Rows from a box labeling dataset:
___

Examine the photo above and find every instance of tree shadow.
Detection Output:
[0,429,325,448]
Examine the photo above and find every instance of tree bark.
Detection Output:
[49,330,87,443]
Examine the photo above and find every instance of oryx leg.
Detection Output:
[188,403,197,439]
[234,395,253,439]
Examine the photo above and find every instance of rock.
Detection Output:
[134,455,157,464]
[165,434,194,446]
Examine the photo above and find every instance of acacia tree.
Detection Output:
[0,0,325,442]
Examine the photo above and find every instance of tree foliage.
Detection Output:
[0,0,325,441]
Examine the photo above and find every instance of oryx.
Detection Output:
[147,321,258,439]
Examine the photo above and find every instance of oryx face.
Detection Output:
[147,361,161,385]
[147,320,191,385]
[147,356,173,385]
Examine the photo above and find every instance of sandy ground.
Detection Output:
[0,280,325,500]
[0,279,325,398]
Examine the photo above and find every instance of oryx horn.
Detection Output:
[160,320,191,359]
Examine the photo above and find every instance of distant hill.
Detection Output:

___

## Objective:
Reproduce the records above exactly, starting with the line that contains "Examine the photo above and find every instance of acacia" and ending with the last line.

## Exercise answer:
Examine the photo above and find every instance of acacia tree.
Detection Output:
[0,0,325,442]
Examine the photo above and find every instance of tree foliage.
Detection Output:
[0,0,325,441]
Examine the photo above and find every instance of oryx.
Detection Output:
[147,321,258,439]
Examine the photo above and find every instance of oryx face.
Detection Output:
[147,361,161,385]
[147,320,191,385]
[147,356,173,385]
Examine the photo above and find every instance of sandy ground.
Detection Output:
[0,280,325,500]
[0,279,325,398]
Examine the photo above and find every instance of oryx horn.
Detection Output:
[160,320,191,359]
Examine the photo above and find every instance of distant hill.
Detection Output:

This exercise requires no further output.